* Gegeven tekst
.....

Een verhaal van de Enten
Ik voel al enkele dagen verschillende bosjes in de buurt trekken wanneer ik naar huis rijd met een wagen met boodschappen om mijn nageslacht van avondeten te voorzien. Ik zie Berkenschors en kreupelhout.
Als ik op het kruispunt kom met uitzicht over mijn oude huurweide, voel ik de lokkende uitnodiging. “Kom dan… het is al zo lang geleden dat je hier was.” Na enig aarzelen – want het idee van een maaltijd op een gangbaar tijdstip klinkt toch ook aanlokkelijk – rij ik toch rechtdoor de veldweg in, laat de auto achter en loop waar ze me leiden. De tocht gaat het talud op, een heerlijk plaatsje waar in deze tijd van het jaar de zomer altijd feest viert. Rijkelijk getooide fruitbomen, druivengaarden, ontplofte bermen en dit jaar een zee van Zonnebloemen. En dit alles op slechts meters van de openbare weg en toch is het een andere wereld.
Buizerd komt zich dichtbij tonen en gaat wat verderop cirkelen. Ik volg en vind donspluimpjes van hem. Ik loop verder langs de rand van een bosje waar ik weet dat er geen mensenweg loopt maar wel een hertenpaadje. Ik klim omhoog en laat me verder leiden tussen hoge varens en bramen. In een mum van tijd ben ik elke oriëntatie kwijt. Dwalend tussen de bomen en het kreupelhout op een lapje grond van amper een zakdoek groot, voel ik haar voor ik haar zie. Eigenlijk wil ik er eerst met een halve groet gewoon aan voorbij lopen, maar ik keer al rap op mijn passen terug.

.....

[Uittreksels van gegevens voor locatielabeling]

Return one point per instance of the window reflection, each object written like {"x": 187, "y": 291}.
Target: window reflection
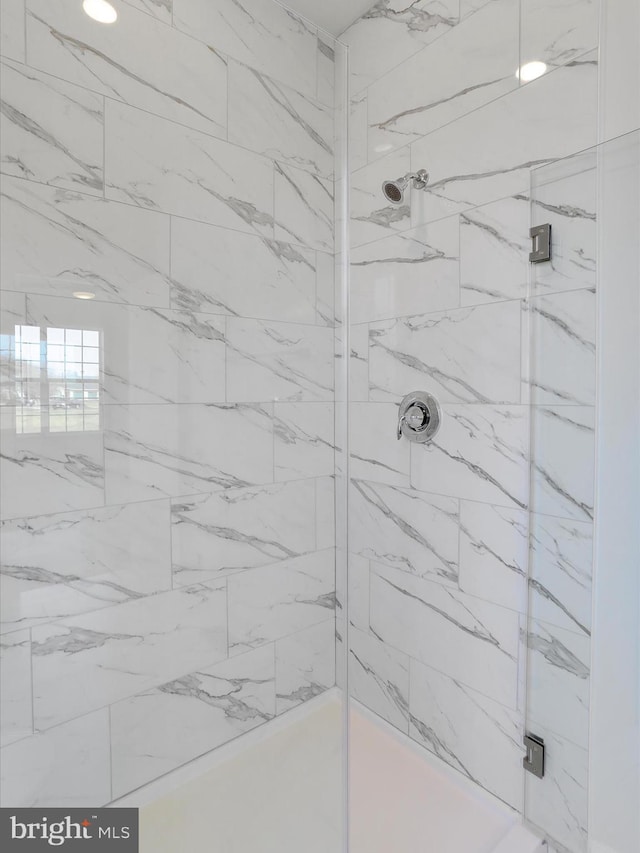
{"x": 56, "y": 378}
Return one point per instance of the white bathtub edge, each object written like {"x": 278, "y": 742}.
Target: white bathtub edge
{"x": 174, "y": 779}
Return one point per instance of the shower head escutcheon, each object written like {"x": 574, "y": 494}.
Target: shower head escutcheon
{"x": 394, "y": 190}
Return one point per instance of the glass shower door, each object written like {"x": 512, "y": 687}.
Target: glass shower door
{"x": 566, "y": 330}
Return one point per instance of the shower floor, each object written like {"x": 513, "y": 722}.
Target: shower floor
{"x": 282, "y": 794}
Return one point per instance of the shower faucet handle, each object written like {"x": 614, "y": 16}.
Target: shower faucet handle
{"x": 419, "y": 417}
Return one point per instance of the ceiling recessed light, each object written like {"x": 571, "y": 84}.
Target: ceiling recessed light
{"x": 531, "y": 70}
{"x": 100, "y": 11}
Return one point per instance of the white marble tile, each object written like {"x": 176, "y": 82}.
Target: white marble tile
{"x": 225, "y": 272}
{"x": 563, "y": 348}
{"x": 139, "y": 61}
{"x": 148, "y": 355}
{"x": 266, "y": 36}
{"x": 66, "y": 767}
{"x": 61, "y": 565}
{"x": 358, "y": 132}
{"x": 411, "y": 531}
{"x": 157, "y": 731}
{"x": 487, "y": 154}
{"x": 174, "y": 450}
{"x": 359, "y": 362}
{"x": 185, "y": 172}
{"x": 304, "y": 210}
{"x": 160, "y": 9}
{"x": 278, "y": 361}
{"x": 477, "y": 736}
{"x": 357, "y": 603}
{"x": 305, "y": 665}
{"x": 468, "y": 7}
{"x": 563, "y": 461}
{"x": 234, "y": 529}
{"x": 409, "y": 273}
{"x": 560, "y": 572}
{"x": 303, "y": 435}
{"x": 558, "y": 804}
{"x": 558, "y": 681}
{"x": 376, "y": 453}
{"x": 393, "y": 30}
{"x": 467, "y": 354}
{"x": 493, "y": 553}
{"x": 372, "y": 216}
{"x": 494, "y": 251}
{"x": 327, "y": 283}
{"x": 558, "y": 32}
{"x": 279, "y": 122}
{"x": 16, "y": 713}
{"x": 42, "y": 472}
{"x": 325, "y": 512}
{"x": 85, "y": 662}
{"x": 57, "y": 241}
{"x": 12, "y": 29}
{"x": 480, "y": 453}
{"x": 473, "y": 64}
{"x": 470, "y": 640}
{"x": 12, "y": 313}
{"x": 564, "y": 195}
{"x": 52, "y": 131}
{"x": 274, "y": 601}
{"x": 379, "y": 678}
{"x": 326, "y": 70}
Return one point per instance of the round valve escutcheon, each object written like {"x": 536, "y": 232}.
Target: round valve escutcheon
{"x": 419, "y": 417}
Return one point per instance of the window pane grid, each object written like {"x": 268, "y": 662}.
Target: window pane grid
{"x": 57, "y": 375}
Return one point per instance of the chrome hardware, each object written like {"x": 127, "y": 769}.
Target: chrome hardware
{"x": 540, "y": 244}
{"x": 534, "y": 759}
{"x": 419, "y": 417}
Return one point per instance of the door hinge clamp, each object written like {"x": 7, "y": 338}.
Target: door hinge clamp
{"x": 540, "y": 244}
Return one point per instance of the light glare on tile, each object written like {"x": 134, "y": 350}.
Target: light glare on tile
{"x": 531, "y": 71}
{"x": 100, "y": 11}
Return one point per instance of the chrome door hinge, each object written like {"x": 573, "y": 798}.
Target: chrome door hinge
{"x": 534, "y": 759}
{"x": 540, "y": 244}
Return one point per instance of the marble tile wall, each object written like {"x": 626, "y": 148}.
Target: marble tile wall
{"x": 471, "y": 557}
{"x": 168, "y": 536}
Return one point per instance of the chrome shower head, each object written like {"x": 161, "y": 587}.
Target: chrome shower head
{"x": 394, "y": 190}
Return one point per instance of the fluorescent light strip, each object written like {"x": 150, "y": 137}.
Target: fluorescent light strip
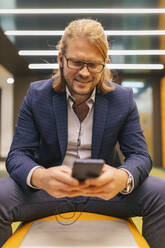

.....

* Doel A
Vat het verhaal van de Enten samen in twee zinnen.
* Doel B
Vervang in de lijst "chrome" door "brushed nickel" in de regels vanaf de regel met "Return one point per instance of the door" tot en met het einde van de lijst, en geef alleen die regels terug. Laat de afbeeldingen weg.

* Antwoord A
Op weg naar huis met boodschappen voelt de ik-figuur zich door bosjes geroepen, rijdt bij het kruispunt toch de veldweg in en loopt het talud op, waar de zomer feest viert met fruitbomen, druivengaarden en een zee van zonnebloemen. De ik-figuur volgt een buizerd langs een bosje over een hertenpaadje tussen varens en bramen, raakt elke oriëntatie kwijt, voelt haar voordat ze te zien is en keert na een eerste neiging om voorbij te lopen al snel terug.

* Antwoord B
Return one point per instance of the door hinge clamp, each object written like {"x": 7, "y": 338}.
Target: door hinge clamp
{"x": 540, "y": 244}
Return one point per instance of the light glare on tile, each object written like {"x": 134, "y": 350}.
Target: light glare on tile
{"x": 531, "y": 71}
{"x": 100, "y": 11}
Return one point per instance of the brushed nickel door hinge, each object written like {"x": 573, "y": 798}.
Target: brushed nickel door hinge
{"x": 534, "y": 759}
{"x": 540, "y": 244}
Return one point per instance of the marble tile wall, each object written like {"x": 626, "y": 148}.
Target: marble tile wall
{"x": 471, "y": 557}
{"x": 168, "y": 536}
Return one point per instance of the brushed nickel shower head, each object written like {"x": 161, "y": 587}.
Target: brushed nickel shower head
{"x": 394, "y": 190}
Return one point per instance of the fluorescent light strip, each object written like {"x": 150, "y": 137}.
Target: fluorescent light strip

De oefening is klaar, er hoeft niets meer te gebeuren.